• [Passage]

One

Sunderland Point

I stood at the edge of the bay, looking out to where cloud shadows fell onto the immeasurable sands, colouring them deep Prussian blue and red ochre. The whole saltmarsh was silent, the kind of silence that hums in the ears, and it spread over the singing blue of a frozen morning. Then a redshank materialised from a channel close by and unfurled itself skywards, casting its singular ticking call into the sky. My cover was blown and the whole marsh knew I was there.

Over the fells of Furness and further, beyond the Duddon shores, Black Combe had turned other-worldly, snow-capped, like Mount Fuji transplanted. I’d driven through the brightening of an early January morning, the lanes funnelling into a narrow single track, passing caravan sites and low-lying winter fields where flocks of goldfinches sparked out of the hedgerows. There was a sense of getting closer to the coast; the way the light shifted, paling as it fell towards a seaborne horizon.

Then a place to park by the edge of the bay and, at the road’s end, a few houses and gardens sheltered by trees. Rooks were high up in the motionless branches; feathers ruffling, wings restless. I pulled on boots and gloves, and gathered together the bits I’d need – binoculars, notebook and pen – and stuffed them into pockets before setting out to walk in extraordinary light. A pair of curlew flew up. As though choreographed, more appeared, surfacing and launching forward in sequence, out from the sea-pools and channels that threaded curving ribbons of water towards the bay, a good half-mile distant over the marsh. Arcing above me, they surged seaward, making the sky brimful with their bittersweet calls. This, of all the cadences of the natural world, fills me with the fizz of wild electricity. Oystercatchers evolved out of the distance, the flash and message of them, the sound building to a crescendo, insistent. Over the shoreline dunlin massed, flowing and peep-peeping through the breath-cold morning sky. Underneath all this, the persistent chatter of turnstones.

• [Recorded information]

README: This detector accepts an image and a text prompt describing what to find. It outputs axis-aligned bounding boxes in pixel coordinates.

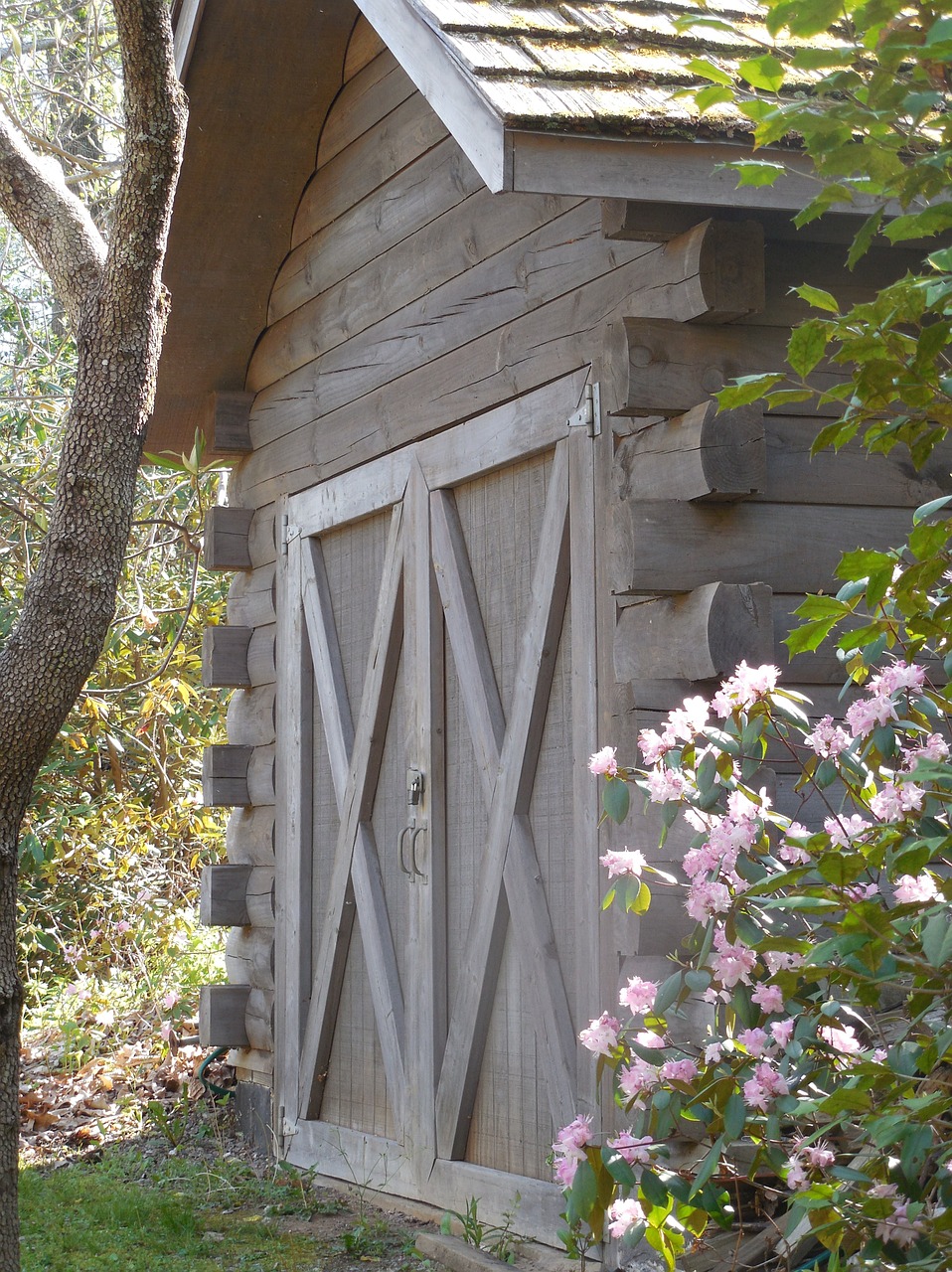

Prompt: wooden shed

• [Exercise goal]
Write out everything in the Sunderland Point passage from "I stood at the" down to "I was there.", swapping "redshank" for "lapwing".

• [Result of this exercise]
I stood at the edge of the bay, looking out to where cloud shadows fell onto the immeasurable sands, colouring them deep Prussian blue and red ochre. The whole saltmarsh was silent, the kind of silence that hums in the ears, and it spread over the singing blue of a frozen morning. Then a lapwing materialised from a channel close by and unfurled itself skywards, casting its singular ticking call into the sky. My cover was blown and the whole marsh knew I was there.